**EXERCISE INSTRUCTIONS**: Print the data exactly as it is given, please.

**SOURCE DATA**:
════════════════

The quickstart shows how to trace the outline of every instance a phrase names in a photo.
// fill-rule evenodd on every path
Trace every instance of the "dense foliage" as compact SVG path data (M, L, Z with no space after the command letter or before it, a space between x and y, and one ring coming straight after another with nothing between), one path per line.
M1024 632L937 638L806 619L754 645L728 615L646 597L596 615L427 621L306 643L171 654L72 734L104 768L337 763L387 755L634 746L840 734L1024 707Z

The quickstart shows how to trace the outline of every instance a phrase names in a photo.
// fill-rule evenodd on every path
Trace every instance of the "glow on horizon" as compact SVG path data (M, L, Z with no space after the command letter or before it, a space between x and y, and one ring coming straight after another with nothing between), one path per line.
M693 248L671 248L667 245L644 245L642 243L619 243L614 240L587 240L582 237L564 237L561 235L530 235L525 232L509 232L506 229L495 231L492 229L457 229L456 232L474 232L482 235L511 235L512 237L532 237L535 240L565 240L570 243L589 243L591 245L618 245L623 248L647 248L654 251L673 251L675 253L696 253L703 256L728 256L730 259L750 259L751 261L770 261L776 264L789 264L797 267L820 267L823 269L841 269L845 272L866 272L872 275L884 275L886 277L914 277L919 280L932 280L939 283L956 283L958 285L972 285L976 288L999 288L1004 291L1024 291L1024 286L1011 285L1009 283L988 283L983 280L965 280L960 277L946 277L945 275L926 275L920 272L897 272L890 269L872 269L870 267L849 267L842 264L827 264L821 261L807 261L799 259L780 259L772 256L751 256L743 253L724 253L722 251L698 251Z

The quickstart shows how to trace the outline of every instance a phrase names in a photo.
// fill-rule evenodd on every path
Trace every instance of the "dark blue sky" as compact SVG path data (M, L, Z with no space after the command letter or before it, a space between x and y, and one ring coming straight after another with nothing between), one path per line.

════════════════

**WRITTEN SOLUTION**:
The quickstart shows how to trace the outline of every instance a phrase names in a photo.
// fill-rule evenodd on every path
Trace every instance of the "dense foliage" as compact SVG path data (M, L, Z with no space after the command letter or before it, a space between x and y, and one ring coming straight after another with nothing between), one path per line.
M1024 632L937 638L806 619L754 645L728 615L646 597L596 615L427 621L306 643L171 654L72 734L104 768L337 763L387 755L634 746L840 734L1024 707Z

The quickstart shows how to trace the outline of every instance a phrase names in a photo.
// fill-rule evenodd on every path
Trace every instance of the "glow on horizon" as compact SVG path data (M, L, Z with no space after the command letter or before it, a space between x and y, and one ring coming straight after another with nothing between), one path per line.
M693 248L671 248L667 245L644 245L642 243L619 243L614 240L587 240L582 237L564 237L561 235L530 235L525 232L509 232L506 229L495 231L492 229L457 229L456 232L474 232L482 235L511 235L512 237L532 237L535 240L565 240L570 243L589 243L591 245L618 245L623 248L647 248L654 251L673 251L675 253L696 253L703 256L728 256L730 259L750 259L751 261L770 261L776 264L789 264L797 267L820 267L823 269L841 269L845 272L866 272L872 275L884 275L886 277L914 277L919 280L932 280L939 283L956 283L958 285L972 285L976 288L999 288L1004 291L1024 291L1024 286L1011 285L1009 283L988 283L983 280L965 280L960 277L946 277L945 275L926 275L920 272L897 272L890 269L872 269L870 267L849 267L842 264L827 264L821 261L807 261L799 259L780 259L772 256L751 256L743 253L724 253L722 251L698 251Z

The quickstart shows how to trace the outline of every instance a phrase names in a photo.
// fill-rule evenodd on every path
Trace every instance of the "dark blue sky" as compact SVG path data (M, L, Z with no space after the command letter or before it, a space between x and y, and one ring coming straight after another with nothing between), one path per line.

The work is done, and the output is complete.